(Records from a dataset)
◇ ◇ ◇ ◇ ◇ ◇ ◇

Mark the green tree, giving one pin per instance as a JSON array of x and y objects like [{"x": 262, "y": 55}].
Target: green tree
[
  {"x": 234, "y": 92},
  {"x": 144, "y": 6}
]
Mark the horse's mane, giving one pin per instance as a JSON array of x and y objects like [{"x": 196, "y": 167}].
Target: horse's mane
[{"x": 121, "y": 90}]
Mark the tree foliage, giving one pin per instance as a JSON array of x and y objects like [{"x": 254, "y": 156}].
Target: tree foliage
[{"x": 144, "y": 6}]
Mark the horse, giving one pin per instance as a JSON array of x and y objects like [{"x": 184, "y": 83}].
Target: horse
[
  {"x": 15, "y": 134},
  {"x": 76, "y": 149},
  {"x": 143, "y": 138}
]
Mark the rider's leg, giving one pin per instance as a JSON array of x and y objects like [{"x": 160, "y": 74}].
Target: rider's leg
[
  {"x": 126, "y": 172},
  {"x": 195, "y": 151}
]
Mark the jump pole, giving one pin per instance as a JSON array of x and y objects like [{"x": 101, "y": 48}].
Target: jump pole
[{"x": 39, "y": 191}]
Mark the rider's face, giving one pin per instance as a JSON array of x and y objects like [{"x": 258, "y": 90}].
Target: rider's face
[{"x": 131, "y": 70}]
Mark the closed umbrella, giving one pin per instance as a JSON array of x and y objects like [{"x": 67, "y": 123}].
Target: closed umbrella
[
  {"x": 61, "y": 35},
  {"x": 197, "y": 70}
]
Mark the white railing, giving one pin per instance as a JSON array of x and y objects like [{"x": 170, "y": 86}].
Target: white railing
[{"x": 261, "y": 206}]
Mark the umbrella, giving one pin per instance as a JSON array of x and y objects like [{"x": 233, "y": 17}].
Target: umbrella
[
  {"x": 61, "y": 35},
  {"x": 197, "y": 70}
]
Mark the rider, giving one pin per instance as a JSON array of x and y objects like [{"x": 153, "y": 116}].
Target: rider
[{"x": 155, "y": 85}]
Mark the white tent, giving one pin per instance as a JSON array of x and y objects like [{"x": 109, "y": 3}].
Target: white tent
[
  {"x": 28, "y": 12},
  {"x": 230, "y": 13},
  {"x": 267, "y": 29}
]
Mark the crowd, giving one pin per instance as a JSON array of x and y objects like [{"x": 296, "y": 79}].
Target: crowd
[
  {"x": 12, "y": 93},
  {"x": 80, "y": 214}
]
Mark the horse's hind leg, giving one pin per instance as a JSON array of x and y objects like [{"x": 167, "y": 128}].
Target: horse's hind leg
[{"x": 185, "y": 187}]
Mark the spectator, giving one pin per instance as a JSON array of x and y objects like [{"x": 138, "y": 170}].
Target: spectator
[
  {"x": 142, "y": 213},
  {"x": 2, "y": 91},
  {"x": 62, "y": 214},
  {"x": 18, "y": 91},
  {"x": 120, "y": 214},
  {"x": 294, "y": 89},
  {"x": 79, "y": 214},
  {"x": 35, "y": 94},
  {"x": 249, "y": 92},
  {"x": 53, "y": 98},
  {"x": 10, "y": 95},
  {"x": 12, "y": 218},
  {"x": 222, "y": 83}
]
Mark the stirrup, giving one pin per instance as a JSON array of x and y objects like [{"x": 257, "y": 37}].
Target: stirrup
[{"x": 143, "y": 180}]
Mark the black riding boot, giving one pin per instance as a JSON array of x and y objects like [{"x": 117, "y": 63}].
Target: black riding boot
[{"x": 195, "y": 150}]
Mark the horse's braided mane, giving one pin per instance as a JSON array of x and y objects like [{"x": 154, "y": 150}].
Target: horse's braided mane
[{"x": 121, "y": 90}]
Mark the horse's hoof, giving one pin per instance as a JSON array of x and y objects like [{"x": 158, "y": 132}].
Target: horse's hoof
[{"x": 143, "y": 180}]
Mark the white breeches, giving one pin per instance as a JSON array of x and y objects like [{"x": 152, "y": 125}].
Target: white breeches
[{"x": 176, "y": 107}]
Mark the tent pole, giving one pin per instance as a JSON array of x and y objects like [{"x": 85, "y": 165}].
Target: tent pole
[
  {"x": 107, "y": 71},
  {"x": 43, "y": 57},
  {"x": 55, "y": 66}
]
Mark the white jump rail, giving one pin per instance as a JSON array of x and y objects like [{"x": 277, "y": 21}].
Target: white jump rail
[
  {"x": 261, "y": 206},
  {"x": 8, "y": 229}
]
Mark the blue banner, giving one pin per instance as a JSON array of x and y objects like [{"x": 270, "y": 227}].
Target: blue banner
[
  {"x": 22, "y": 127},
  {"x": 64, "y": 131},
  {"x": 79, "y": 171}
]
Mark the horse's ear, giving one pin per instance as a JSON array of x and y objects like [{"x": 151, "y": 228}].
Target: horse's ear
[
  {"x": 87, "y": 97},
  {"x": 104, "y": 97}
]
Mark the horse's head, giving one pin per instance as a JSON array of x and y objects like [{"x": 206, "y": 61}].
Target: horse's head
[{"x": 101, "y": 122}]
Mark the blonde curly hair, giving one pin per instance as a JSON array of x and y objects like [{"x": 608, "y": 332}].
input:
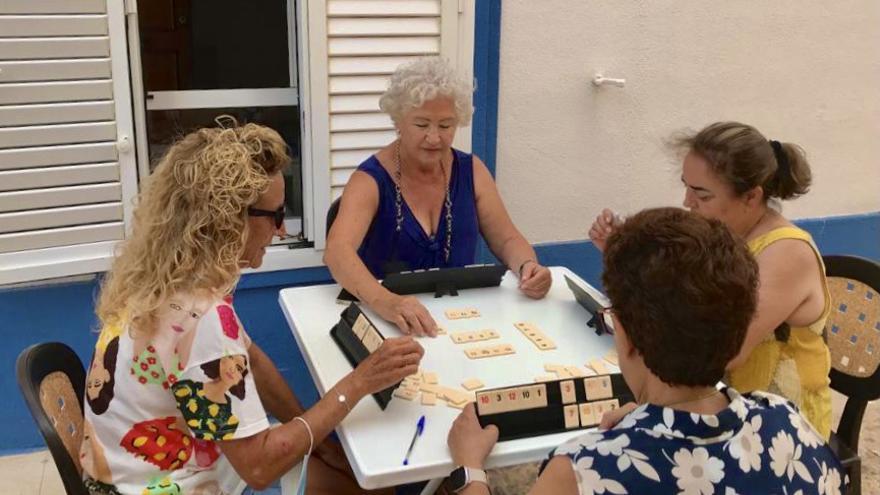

◇ ◇ ◇ ◇ ◇ ◇ ◇

** Action item **
Exclude the pictures and write out exactly the lines from the one holding "Target: blue banner" through the end of the entries, inclusive, and only those.

** Completed exercise **
Target: blue banner
[
  {"x": 22, "y": 127},
  {"x": 64, "y": 131},
  {"x": 79, "y": 171}
]
Mark the horse's ear, giving one pin per instance as a JSON array of x and y objects like [{"x": 151, "y": 228}].
Target: horse's ear
[
  {"x": 87, "y": 97},
  {"x": 104, "y": 97}
]
Mark the horse's head, giving one pin per instance as a JSON array of x and y objects like [{"x": 206, "y": 61}].
Target: horse's head
[{"x": 101, "y": 122}]
Mark the blonde curly hair, giving one pin per instance as a JSON array of x and y objects like [{"x": 608, "y": 332}].
input:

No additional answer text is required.